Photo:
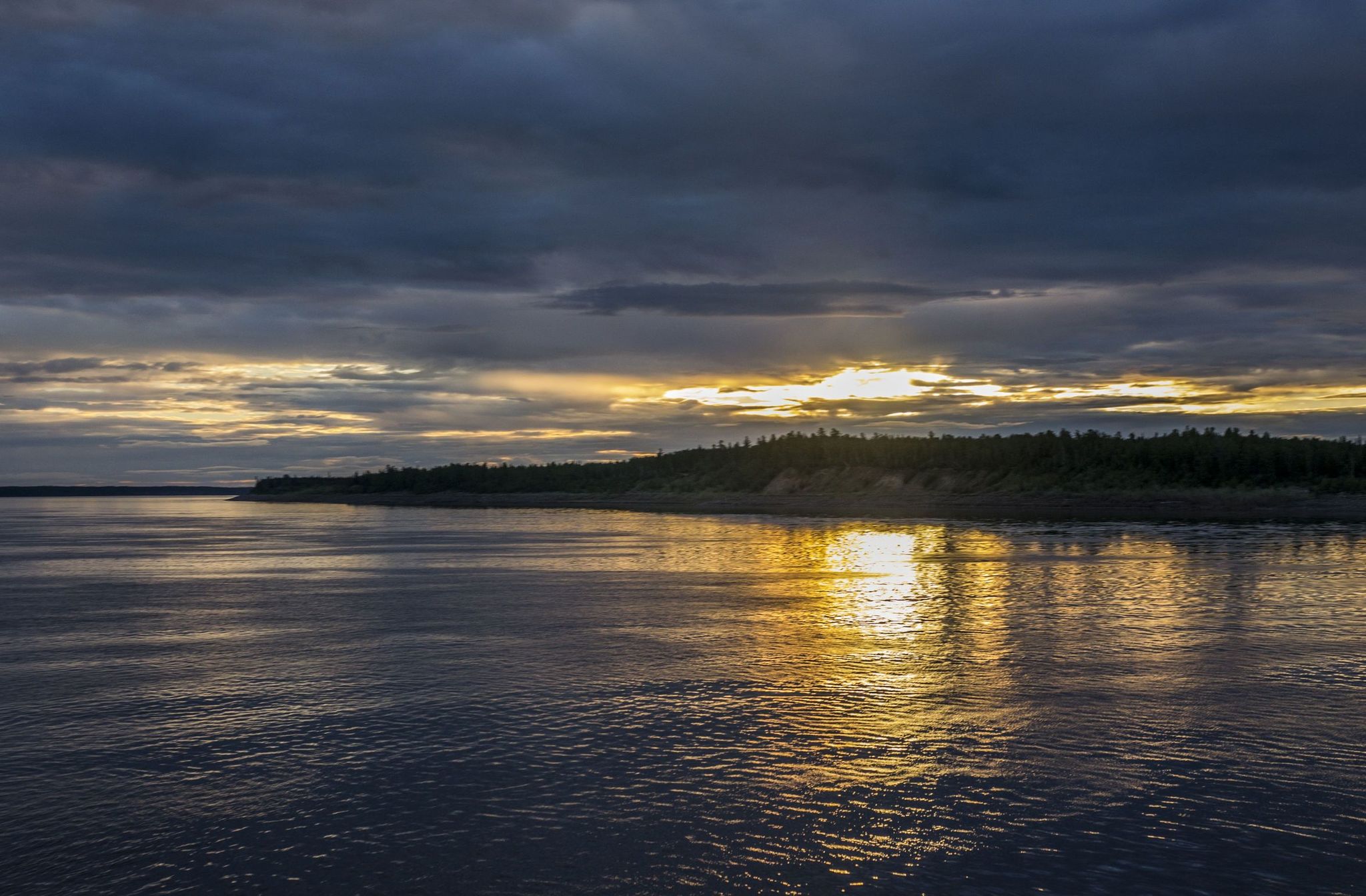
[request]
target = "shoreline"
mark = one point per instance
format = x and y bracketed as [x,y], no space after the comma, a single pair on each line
[1101,506]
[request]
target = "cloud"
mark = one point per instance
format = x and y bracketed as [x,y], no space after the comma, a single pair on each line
[421,213]
[770,299]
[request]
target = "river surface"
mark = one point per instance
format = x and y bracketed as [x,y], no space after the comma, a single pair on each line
[213,697]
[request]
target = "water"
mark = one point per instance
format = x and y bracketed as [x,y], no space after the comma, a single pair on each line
[200,695]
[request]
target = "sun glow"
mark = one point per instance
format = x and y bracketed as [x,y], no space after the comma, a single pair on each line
[904,388]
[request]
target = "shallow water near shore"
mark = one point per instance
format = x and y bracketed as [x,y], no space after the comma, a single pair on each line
[208,695]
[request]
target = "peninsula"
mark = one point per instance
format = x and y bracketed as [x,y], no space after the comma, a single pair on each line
[1186,473]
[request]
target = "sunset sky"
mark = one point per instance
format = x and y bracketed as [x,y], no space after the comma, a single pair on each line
[246,238]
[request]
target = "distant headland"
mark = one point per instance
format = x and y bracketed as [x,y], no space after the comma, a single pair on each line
[115,491]
[1191,473]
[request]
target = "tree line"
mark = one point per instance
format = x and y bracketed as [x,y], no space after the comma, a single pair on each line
[1022,462]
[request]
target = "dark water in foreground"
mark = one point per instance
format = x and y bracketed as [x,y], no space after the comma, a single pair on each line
[200,695]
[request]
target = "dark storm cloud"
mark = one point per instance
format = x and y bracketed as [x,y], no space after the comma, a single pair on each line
[770,299]
[250,148]
[356,216]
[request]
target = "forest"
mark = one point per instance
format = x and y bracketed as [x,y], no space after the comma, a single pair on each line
[1027,462]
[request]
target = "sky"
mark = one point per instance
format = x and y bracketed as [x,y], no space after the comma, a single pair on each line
[245,238]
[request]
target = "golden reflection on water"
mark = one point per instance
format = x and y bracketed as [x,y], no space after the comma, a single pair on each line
[860,698]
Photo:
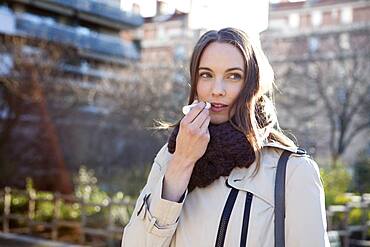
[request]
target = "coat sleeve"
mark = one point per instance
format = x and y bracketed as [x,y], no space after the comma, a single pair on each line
[306,224]
[154,219]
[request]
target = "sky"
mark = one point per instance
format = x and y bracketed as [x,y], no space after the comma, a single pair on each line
[249,15]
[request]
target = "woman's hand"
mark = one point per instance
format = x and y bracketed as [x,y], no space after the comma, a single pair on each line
[193,136]
[191,143]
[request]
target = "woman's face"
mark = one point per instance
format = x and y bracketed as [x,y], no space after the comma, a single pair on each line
[220,79]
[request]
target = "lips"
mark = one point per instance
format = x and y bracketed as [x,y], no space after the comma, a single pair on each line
[217,107]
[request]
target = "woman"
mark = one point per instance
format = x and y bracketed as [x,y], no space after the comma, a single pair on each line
[213,183]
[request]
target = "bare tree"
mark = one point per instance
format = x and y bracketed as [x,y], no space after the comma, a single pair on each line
[329,89]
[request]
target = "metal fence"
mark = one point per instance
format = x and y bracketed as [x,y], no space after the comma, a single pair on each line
[109,233]
[342,229]
[338,216]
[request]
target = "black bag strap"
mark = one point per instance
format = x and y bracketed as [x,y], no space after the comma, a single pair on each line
[225,217]
[280,197]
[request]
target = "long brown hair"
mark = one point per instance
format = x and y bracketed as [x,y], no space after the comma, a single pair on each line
[255,113]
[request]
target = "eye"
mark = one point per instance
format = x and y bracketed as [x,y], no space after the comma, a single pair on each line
[235,76]
[205,75]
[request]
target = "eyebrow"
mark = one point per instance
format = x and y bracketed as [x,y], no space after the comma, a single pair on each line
[230,69]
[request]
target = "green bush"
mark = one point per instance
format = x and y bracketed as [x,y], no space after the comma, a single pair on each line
[361,173]
[88,191]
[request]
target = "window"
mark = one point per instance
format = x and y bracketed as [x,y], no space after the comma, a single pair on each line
[346,15]
[294,20]
[316,18]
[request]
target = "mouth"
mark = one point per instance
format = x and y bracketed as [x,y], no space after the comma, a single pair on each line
[218,107]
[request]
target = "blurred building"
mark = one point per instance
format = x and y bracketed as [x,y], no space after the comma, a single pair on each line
[304,33]
[165,37]
[73,49]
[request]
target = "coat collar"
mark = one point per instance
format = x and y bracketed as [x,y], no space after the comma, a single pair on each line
[262,184]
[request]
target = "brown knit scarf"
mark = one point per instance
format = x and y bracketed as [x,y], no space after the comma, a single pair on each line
[227,148]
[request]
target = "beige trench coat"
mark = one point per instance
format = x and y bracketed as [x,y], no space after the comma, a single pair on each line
[195,220]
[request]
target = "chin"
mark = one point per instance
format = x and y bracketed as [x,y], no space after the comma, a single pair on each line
[218,120]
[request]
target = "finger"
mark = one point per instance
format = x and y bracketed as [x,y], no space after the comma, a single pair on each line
[194,112]
[205,124]
[200,119]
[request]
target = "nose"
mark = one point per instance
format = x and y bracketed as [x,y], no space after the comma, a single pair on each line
[218,88]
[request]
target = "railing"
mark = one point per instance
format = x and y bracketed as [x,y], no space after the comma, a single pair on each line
[343,229]
[340,234]
[111,233]
[100,9]
[82,38]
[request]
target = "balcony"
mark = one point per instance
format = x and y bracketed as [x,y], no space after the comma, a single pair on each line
[87,41]
[91,11]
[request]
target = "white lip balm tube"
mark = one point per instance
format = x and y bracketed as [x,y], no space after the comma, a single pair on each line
[186,109]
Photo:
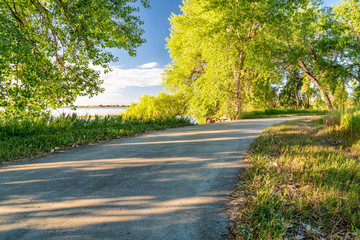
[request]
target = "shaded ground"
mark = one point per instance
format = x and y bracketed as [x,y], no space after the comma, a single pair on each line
[165,185]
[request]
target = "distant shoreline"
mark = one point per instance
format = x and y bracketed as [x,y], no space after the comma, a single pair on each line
[100,106]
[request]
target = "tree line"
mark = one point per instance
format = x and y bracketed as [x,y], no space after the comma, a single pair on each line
[229,56]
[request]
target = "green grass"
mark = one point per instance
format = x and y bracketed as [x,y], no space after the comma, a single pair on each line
[280,113]
[32,137]
[304,181]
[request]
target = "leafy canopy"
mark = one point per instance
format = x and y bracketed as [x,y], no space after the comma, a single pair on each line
[49,50]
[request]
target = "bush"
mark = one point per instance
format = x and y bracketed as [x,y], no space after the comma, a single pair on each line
[350,122]
[160,107]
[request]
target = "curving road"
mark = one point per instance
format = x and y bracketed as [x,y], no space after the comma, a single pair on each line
[169,184]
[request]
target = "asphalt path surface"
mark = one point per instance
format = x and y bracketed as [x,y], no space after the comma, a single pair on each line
[168,184]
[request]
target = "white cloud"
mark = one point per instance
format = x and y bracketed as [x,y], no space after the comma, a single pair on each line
[116,81]
[149,65]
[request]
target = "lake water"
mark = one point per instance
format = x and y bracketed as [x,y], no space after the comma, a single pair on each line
[81,111]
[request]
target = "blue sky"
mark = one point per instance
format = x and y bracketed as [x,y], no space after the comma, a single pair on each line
[133,77]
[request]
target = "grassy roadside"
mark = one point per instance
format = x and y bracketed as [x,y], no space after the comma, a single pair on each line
[280,113]
[29,138]
[303,182]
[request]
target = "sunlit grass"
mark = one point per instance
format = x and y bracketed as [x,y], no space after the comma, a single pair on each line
[31,137]
[303,183]
[279,113]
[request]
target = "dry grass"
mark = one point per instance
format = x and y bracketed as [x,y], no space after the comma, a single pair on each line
[303,183]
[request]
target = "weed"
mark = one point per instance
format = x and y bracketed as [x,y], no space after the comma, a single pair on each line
[304,181]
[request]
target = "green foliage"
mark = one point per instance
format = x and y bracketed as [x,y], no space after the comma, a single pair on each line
[30,137]
[51,51]
[271,112]
[162,106]
[218,50]
[230,56]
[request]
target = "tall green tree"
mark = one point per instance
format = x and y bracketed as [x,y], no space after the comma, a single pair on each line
[49,49]
[218,49]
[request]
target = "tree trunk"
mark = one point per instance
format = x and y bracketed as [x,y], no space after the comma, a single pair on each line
[297,100]
[238,87]
[333,100]
[307,101]
[317,84]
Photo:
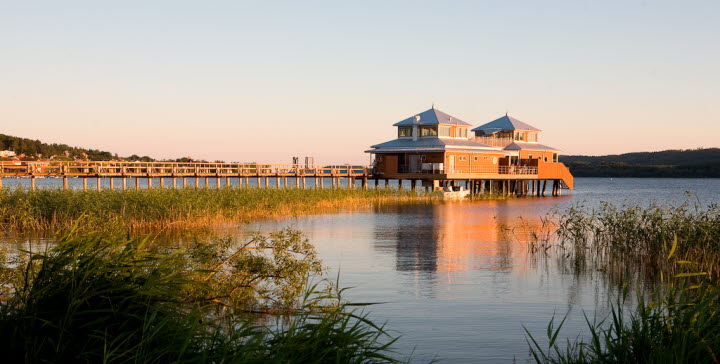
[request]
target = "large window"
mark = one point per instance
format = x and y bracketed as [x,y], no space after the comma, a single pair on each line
[444,131]
[428,131]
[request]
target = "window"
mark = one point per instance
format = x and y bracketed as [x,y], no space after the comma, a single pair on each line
[428,131]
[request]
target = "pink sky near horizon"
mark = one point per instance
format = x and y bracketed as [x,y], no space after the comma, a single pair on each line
[248,82]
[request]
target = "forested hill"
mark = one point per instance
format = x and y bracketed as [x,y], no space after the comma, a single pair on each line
[668,163]
[33,149]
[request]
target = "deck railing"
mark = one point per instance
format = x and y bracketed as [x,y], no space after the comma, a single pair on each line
[493,141]
[490,170]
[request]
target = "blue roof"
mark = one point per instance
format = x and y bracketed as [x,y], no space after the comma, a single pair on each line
[432,116]
[504,123]
[529,146]
[427,144]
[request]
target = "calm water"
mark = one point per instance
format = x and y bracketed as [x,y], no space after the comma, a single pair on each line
[453,286]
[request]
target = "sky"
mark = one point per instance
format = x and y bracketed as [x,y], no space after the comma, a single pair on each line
[265,81]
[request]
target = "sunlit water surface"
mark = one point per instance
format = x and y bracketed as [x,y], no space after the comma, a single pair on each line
[452,283]
[454,286]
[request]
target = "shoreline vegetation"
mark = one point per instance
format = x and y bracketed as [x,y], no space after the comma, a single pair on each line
[158,210]
[92,297]
[674,254]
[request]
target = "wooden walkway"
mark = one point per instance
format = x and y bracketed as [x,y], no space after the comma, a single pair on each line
[499,179]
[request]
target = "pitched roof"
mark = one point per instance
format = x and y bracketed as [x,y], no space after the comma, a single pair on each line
[529,146]
[431,116]
[504,123]
[430,144]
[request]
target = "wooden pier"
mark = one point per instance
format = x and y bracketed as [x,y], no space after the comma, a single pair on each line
[498,180]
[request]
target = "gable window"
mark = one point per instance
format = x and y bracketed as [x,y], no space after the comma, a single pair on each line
[444,131]
[428,131]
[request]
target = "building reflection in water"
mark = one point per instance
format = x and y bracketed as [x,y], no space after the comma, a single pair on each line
[433,243]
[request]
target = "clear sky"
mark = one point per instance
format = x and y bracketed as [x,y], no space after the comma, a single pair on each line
[264,81]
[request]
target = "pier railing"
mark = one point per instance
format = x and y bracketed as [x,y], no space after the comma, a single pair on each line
[174,169]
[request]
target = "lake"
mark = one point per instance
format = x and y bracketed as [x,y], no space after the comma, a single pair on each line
[452,281]
[454,286]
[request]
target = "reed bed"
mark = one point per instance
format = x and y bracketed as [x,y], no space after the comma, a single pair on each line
[630,234]
[675,249]
[160,209]
[96,298]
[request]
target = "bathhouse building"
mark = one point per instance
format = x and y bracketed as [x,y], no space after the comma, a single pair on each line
[439,149]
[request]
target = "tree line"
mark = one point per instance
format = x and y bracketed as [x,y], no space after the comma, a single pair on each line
[689,163]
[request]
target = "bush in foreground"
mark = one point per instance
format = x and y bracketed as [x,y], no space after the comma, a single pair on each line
[94,299]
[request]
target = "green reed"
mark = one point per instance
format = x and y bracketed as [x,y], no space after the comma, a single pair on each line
[676,323]
[157,209]
[630,234]
[94,297]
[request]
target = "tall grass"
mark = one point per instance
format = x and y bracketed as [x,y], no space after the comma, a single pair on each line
[676,250]
[157,209]
[638,235]
[677,323]
[91,298]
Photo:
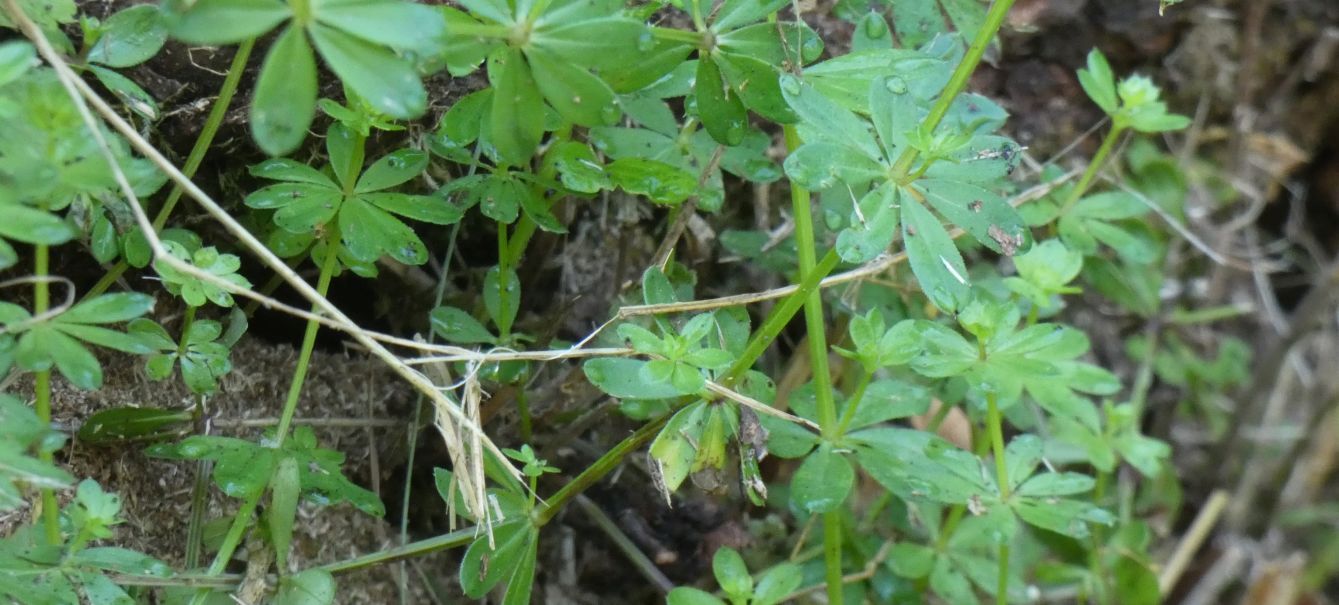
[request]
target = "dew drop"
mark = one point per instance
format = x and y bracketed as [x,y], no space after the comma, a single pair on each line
[646,42]
[875,27]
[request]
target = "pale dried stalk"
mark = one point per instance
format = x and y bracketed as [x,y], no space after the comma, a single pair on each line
[83,97]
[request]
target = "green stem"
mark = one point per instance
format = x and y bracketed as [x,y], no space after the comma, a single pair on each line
[781,313]
[1094,166]
[194,158]
[413,549]
[995,424]
[959,79]
[504,271]
[816,328]
[230,541]
[522,407]
[285,420]
[779,316]
[608,462]
[42,387]
[304,358]
[849,414]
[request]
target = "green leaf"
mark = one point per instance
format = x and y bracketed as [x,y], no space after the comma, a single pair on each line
[911,560]
[599,43]
[822,481]
[391,169]
[127,91]
[458,327]
[284,102]
[719,107]
[824,165]
[691,596]
[392,23]
[459,126]
[1099,82]
[502,197]
[346,154]
[758,84]
[872,228]
[370,232]
[484,566]
[111,558]
[675,447]
[16,58]
[658,181]
[734,14]
[872,32]
[919,466]
[933,257]
[537,209]
[284,169]
[1134,582]
[982,213]
[1062,515]
[24,434]
[731,573]
[43,346]
[763,42]
[517,115]
[312,586]
[577,95]
[129,36]
[501,297]
[462,54]
[419,208]
[826,121]
[492,10]
[1055,483]
[284,490]
[131,423]
[577,167]
[109,308]
[34,226]
[777,584]
[654,66]
[917,22]
[621,378]
[521,582]
[225,22]
[387,82]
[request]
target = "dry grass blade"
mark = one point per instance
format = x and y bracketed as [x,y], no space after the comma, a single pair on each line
[83,97]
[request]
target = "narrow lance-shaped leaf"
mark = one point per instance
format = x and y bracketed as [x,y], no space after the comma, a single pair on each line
[285,94]
[933,257]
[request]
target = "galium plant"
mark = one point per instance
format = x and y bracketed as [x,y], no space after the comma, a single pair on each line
[585,98]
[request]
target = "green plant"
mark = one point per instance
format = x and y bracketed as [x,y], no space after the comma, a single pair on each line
[887,159]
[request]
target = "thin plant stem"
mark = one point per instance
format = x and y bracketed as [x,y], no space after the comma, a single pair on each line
[230,541]
[816,328]
[995,424]
[194,158]
[504,272]
[959,79]
[42,387]
[304,356]
[853,403]
[1094,166]
[604,465]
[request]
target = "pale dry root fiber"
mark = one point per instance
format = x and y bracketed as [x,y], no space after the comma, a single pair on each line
[155,493]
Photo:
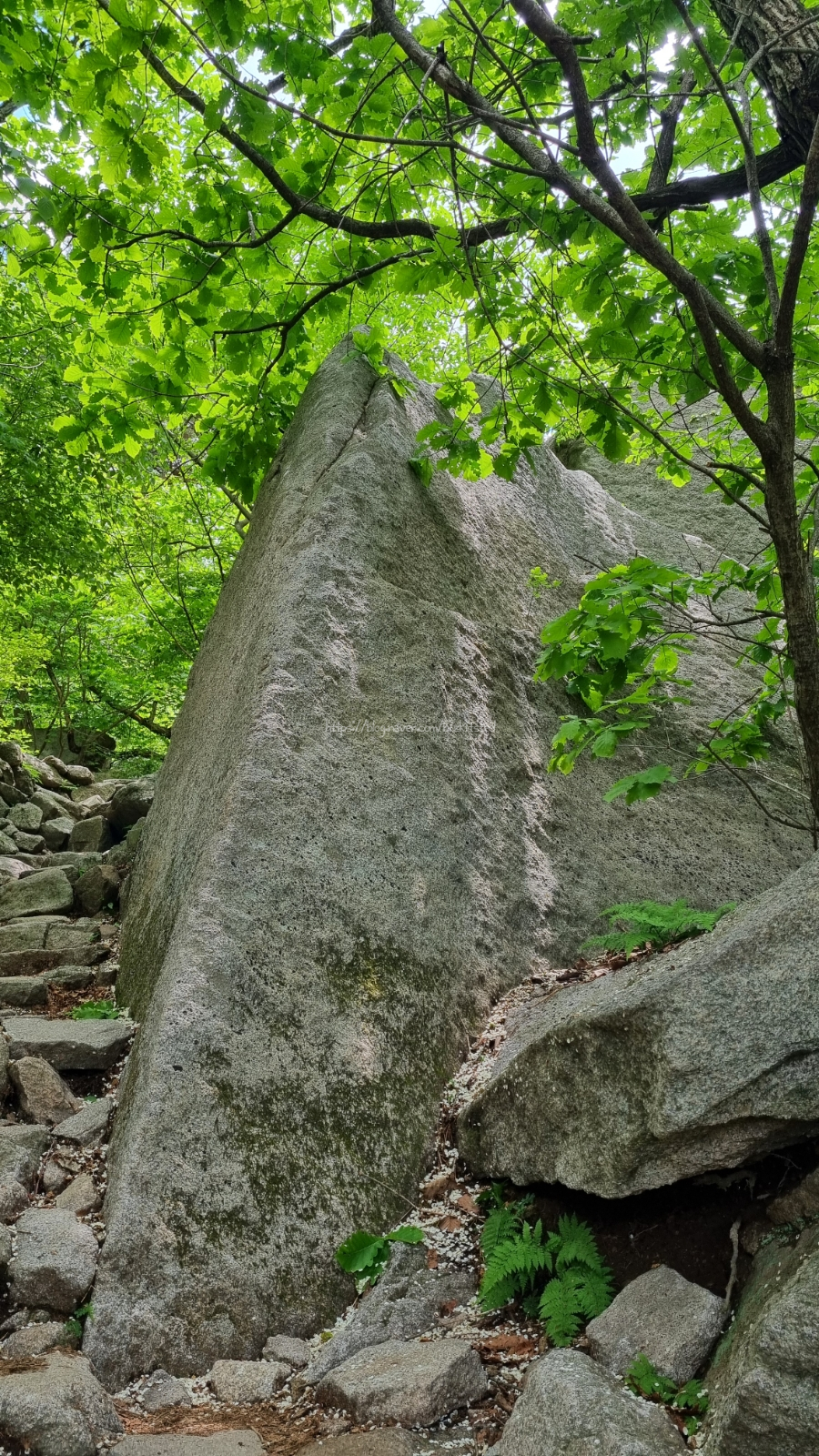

═══

- [DO THIS] Collect every line in the data above that contains the word "distant", and copy each one in full.

- [THE SOLUTION]
target = "distant headland"
target = "distant shoreline"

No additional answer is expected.